• TASK DIRECTIONS: Can you retype all of the entries below word for word, leaving the pictures out?

• ENTRIES:

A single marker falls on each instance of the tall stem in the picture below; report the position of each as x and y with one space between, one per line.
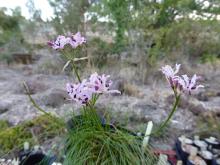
74 66
76 71
164 124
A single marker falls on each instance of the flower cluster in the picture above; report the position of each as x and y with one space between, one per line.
74 41
182 83
82 92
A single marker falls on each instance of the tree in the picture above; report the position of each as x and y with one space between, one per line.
69 15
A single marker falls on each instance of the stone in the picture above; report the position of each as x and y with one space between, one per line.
34 87
4 106
197 109
55 98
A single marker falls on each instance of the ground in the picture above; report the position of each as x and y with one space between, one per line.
139 102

• RESULT OF THE EXERCISE:
A single marker falls on each instance of the tall stem in the picture below; report the position of each as x and y with one space between, one per line.
74 66
76 71
164 124
A single marker falls on each instance of the flower cluster in the picture above; report the position of each as x and y with one space between, one per line.
74 41
182 83
82 92
A single marker falls on each instance of the tree in the picture above; report the position of each as x and y with one space between, one per line.
69 15
A single marker falls on each instance of the stone in the picture above; report the position of each as x and y with one space between, one per line.
34 87
4 106
197 109
55 98
A single marker falls on each instance of the ground in the picture above; report the position of each as x and y with one space between, one per line.
139 102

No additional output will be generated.